━━━ DATA LINES

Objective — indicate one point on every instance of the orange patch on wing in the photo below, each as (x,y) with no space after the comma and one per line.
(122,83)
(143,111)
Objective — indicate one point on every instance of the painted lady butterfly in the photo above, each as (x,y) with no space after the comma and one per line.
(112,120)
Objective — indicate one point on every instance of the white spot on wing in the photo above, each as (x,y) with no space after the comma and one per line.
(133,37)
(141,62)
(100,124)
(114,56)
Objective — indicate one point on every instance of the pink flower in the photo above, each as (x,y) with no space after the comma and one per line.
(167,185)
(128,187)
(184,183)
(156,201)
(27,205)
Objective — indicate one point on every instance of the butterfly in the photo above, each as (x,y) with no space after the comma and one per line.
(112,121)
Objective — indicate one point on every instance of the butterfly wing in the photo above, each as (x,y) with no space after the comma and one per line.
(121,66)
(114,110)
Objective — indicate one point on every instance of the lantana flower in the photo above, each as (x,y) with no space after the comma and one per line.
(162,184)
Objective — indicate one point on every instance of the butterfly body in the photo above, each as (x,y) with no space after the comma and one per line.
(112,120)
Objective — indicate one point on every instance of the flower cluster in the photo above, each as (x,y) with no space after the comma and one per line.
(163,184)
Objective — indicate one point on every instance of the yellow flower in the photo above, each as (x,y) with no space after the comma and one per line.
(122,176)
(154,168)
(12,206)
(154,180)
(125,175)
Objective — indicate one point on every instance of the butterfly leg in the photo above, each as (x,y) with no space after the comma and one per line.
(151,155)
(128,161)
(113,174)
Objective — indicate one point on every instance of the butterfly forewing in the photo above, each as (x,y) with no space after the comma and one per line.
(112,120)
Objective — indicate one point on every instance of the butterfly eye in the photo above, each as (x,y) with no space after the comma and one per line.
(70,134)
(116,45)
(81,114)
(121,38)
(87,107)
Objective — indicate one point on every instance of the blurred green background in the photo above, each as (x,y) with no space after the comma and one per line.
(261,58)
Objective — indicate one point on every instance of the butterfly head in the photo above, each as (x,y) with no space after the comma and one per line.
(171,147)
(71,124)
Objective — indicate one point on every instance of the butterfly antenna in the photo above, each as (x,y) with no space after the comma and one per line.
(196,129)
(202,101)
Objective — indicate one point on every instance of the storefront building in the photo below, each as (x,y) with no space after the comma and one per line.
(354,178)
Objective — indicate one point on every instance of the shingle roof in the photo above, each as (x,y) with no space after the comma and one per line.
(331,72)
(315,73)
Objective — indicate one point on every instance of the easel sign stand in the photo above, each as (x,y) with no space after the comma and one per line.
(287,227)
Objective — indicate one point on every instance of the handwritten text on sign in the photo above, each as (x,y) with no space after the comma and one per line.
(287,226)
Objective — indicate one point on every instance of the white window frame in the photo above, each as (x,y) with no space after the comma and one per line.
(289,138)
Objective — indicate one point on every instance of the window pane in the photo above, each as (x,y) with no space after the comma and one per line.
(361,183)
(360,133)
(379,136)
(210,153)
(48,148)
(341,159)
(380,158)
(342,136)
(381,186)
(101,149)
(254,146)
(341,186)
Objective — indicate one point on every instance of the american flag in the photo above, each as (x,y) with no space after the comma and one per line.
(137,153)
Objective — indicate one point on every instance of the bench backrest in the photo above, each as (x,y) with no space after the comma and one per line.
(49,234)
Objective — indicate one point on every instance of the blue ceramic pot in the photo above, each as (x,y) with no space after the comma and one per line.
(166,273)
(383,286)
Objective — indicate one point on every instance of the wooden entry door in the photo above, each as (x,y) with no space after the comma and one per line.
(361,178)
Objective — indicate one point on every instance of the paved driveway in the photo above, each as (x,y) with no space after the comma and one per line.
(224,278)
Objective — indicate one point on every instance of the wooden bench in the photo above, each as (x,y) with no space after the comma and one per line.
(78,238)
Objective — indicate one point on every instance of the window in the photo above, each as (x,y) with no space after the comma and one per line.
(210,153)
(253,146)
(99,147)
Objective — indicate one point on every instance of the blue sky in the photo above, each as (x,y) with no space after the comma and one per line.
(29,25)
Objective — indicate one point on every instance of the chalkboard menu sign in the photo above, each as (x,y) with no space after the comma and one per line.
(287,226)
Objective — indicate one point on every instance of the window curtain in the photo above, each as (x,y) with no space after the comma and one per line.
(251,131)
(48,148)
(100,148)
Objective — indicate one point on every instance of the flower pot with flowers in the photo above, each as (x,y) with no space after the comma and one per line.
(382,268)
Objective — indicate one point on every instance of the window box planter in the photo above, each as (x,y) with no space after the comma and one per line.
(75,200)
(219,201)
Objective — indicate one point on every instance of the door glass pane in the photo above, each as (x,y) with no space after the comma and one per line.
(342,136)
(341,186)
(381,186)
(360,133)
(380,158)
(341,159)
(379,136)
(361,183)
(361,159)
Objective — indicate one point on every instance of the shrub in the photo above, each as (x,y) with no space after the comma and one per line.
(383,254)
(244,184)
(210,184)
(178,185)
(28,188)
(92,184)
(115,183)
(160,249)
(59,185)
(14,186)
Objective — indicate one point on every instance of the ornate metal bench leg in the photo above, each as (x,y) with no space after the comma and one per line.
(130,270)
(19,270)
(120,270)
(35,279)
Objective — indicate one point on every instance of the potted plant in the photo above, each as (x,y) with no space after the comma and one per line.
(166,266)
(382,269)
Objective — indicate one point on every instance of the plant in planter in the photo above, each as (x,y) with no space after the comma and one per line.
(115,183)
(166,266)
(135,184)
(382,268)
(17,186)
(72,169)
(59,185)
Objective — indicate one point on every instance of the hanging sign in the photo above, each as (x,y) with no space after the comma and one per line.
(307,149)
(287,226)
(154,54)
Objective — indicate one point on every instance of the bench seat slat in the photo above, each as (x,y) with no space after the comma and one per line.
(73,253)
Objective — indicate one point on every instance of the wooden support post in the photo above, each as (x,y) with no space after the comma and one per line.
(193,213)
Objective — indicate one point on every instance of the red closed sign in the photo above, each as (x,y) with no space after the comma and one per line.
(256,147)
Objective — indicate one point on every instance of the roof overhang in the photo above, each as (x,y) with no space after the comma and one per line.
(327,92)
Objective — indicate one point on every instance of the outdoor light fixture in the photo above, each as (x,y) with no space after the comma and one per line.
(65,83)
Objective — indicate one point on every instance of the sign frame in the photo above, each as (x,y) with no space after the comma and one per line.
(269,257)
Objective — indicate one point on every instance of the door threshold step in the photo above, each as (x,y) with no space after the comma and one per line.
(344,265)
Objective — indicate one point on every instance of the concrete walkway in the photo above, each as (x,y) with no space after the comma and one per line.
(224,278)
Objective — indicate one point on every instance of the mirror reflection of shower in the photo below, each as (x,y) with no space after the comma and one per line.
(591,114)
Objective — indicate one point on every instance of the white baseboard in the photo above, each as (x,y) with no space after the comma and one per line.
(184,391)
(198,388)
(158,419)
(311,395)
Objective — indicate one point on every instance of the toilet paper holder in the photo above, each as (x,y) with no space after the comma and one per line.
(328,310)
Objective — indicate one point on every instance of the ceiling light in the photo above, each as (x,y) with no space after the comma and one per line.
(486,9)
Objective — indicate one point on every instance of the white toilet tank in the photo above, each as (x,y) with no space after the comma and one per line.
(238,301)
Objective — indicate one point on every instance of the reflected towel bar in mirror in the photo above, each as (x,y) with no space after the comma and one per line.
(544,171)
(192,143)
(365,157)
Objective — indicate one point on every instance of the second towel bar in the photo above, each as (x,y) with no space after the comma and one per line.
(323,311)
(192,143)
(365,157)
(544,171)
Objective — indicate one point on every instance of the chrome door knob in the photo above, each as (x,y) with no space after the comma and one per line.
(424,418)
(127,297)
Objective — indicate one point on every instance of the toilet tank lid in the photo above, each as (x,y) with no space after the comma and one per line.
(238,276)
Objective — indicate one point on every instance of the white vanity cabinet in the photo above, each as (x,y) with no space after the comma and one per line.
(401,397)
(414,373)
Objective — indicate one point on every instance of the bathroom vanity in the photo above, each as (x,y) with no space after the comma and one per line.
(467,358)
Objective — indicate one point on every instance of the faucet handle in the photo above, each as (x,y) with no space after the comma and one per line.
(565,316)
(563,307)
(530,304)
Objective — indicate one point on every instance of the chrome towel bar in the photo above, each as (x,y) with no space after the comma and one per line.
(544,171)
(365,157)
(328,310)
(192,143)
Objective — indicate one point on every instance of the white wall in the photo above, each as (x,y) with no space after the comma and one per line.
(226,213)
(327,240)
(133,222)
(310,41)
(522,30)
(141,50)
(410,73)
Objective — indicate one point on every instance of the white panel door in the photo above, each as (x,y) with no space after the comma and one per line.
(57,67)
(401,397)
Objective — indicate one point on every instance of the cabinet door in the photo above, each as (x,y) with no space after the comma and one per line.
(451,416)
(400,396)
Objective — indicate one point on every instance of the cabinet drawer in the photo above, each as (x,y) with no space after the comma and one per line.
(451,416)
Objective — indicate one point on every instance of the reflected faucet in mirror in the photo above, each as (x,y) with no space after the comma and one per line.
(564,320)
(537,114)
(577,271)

━━━━━━

> TO BE DONE: Reproduce the items verbatim, everything from the line containing "the cabinet door" down to the end of the items, including both ends.

> EXPECTED ANSWER:
Objective — indicate one point on every instance of the cabinet door in the photo above, each as (x,y) with no space after the comma and one per line.
(451,416)
(400,396)
Objective — indicate one point on every instance of the cabinet drawer in the photo above, each as (x,y) with no space after the comma and one per line.
(451,416)
Objective — indicate one point on every instance of the reflected faucet in mirror in the photo above, each as (x,y) with no space after the comma and one per line.
(564,320)
(537,114)
(577,271)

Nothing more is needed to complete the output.